Let's face it, normal KSP is shit, mods are a different flavor of excretion. Some of these fuckers can actually make the game something other than complete shit. Not remotely fun, but still not COMPLETE shit.

Mods can open up whole new frontiers and capabilities in KSP.

FAR (Ferram Aerospace Research)

Pretty much forces you to make significantly more phallic rockets, and turns jet engines into ballistic missiles. The most signifigant thing this mod changes is how drag is calculated; in unmodded KSP the dick your jet sucks is calculated based mostly on weight, with this mod all the dick sucked will be from actual aerodynamic drag instead of being a fatass. Science!

Firespitter

Adds a bunch of WWII/Cold War era airplane parts. The parts are overpowered as fuck. To showcase said overage of power you can get a bomber the size of a 747 in the air at about 150-200 MPS with nothing but a 2 meter-diameter airboat engine. Yes, a fucking airboat engine.

Supplied data:
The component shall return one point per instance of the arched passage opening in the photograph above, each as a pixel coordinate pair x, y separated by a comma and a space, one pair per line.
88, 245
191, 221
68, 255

Goal of the exercise:
In the text on KSP mods, what is the most significant thing FAR changes?

Full answer:
How drag is calculated: it comes from actual aerodynamic drag rather than mostly from weight.